• EXERCISE GOAL
Look at the entries below and reproduce them exactly.

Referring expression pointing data
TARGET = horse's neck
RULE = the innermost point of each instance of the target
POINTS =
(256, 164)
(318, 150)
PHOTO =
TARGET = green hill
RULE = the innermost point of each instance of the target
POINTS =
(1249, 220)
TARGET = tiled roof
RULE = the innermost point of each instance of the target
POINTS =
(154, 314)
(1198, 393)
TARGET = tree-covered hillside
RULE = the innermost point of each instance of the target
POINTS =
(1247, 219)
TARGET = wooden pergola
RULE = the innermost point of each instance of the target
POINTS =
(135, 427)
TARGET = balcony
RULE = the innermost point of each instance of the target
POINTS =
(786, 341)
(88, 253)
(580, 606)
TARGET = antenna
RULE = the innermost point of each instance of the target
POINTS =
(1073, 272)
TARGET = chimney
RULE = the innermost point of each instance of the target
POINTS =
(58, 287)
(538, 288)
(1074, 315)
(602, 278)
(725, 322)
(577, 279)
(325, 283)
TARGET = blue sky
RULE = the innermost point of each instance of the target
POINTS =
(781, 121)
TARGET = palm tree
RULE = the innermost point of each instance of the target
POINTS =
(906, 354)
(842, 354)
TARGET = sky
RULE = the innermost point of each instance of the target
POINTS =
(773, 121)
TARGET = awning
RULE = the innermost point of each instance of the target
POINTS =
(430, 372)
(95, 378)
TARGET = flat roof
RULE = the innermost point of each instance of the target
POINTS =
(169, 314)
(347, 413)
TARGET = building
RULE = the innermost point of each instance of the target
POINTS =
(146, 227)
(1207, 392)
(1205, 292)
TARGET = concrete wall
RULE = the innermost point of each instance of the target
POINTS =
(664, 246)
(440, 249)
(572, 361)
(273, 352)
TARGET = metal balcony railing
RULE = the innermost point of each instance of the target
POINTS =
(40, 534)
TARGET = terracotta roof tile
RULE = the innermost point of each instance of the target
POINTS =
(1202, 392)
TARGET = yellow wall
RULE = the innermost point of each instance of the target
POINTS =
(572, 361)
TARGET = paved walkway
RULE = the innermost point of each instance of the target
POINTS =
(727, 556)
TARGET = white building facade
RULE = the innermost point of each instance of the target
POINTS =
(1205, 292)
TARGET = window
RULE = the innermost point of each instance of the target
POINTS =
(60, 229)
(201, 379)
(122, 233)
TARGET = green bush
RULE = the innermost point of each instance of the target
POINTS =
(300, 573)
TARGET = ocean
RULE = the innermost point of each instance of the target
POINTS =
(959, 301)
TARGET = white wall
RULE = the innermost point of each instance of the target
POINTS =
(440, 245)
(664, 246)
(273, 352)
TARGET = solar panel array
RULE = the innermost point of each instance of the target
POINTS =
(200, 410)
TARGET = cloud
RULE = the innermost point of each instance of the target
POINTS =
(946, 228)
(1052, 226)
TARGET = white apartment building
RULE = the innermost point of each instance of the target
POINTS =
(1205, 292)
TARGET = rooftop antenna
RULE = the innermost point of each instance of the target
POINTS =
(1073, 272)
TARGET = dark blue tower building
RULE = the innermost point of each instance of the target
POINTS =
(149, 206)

• ANSWER TO THIS EXERCISE
TARGET = horse's neck
RULE = the innermost point of each instance of the target
POINTS =
(256, 164)
(318, 150)
PHOTO =
TARGET = green hill
RULE = the innermost point of each instance of the target
POINTS =
(1249, 220)
TARGET = tiled roof
RULE = the innermost point of each instance of the target
POINTS =
(154, 314)
(1198, 393)
TARGET = tree-covered hillside
RULE = the innermost point of each instance of the target
POINTS =
(1247, 219)
TARGET = wooden pergola
RULE = the innermost point of each instance of the target
POINTS =
(135, 427)
TARGET = balcony
RULE = the innermost point of each instance of the target
POINTS =
(786, 341)
(88, 253)
(580, 606)
TARGET = antenna
RULE = the innermost point of each instance of the target
POINTS =
(1073, 272)
TARGET = chimney
RULE = the innermost point of each instance of the target
POINTS =
(58, 287)
(538, 288)
(1074, 315)
(602, 278)
(725, 322)
(577, 279)
(325, 283)
TARGET = blue sky
RULE = the innermost point of each instance of the target
POINTS =
(781, 121)
TARGET = palm tree
RULE = the innermost point of each instance of the target
POINTS =
(906, 354)
(842, 354)
TARGET = sky
RULE = the innermost point of each instance of the target
POINTS =
(773, 121)
TARGET = awning
RULE = the innermost point of each instance of the target
POINTS =
(430, 372)
(95, 378)
TARGET = flat roof
RULE = the innermost point of each instance of the target
POINTS =
(169, 314)
(347, 413)
TARGET = building
RULE = the innermost point of each instance of the target
POINTS =
(146, 227)
(1207, 392)
(1205, 292)
TARGET = concrete wall
RULE = the innermost point of each instance of the target
POINTS =
(664, 246)
(440, 249)
(572, 361)
(273, 352)
TARGET = metal balcony railing
RULE = the innermost point of each instance of the target
POINTS =
(40, 534)
TARGET = terracotta roof tile
RULE = the innermost point of each instance of the target
POINTS =
(1202, 392)
TARGET = yellow wall
RULE = the innermost point of each instance of the target
POINTS =
(572, 361)
TARGET = paved walkway
RULE = the innermost point of each instance of the target
POINTS =
(727, 556)
TARGET = white building facade
RULE = the innermost point of each instance of the target
POINTS =
(1205, 292)
TARGET = window
RULE = the innermost point of each instance of the target
POINTS =
(60, 229)
(201, 379)
(122, 233)
TARGET = green bush
RULE = the innermost point of each instance of the target
POINTS =
(300, 573)
TARGET = ocean
RULE = the innermost point of each instance of the target
POINTS =
(959, 301)
TARGET = white wall
RULE = the innermost point of each instance of the target
POINTS =
(440, 245)
(664, 246)
(273, 352)
TARGET = solar panel array
RULE = the innermost point of each instance of the target
POINTS =
(200, 410)
TARGET = cloud
RULE = the innermost point of each instance of the target
POINTS =
(946, 228)
(1052, 226)
TARGET = white apartment building
RULE = the innermost point of each instance of the target
POINTS =
(1205, 292)
TARGET = rooftop antenna
RULE = the innermost point of each instance of the target
POINTS =
(1073, 272)
TARGET = dark blue tower building
RULE = the innermost point of each instance of the target
POINTS =
(149, 206)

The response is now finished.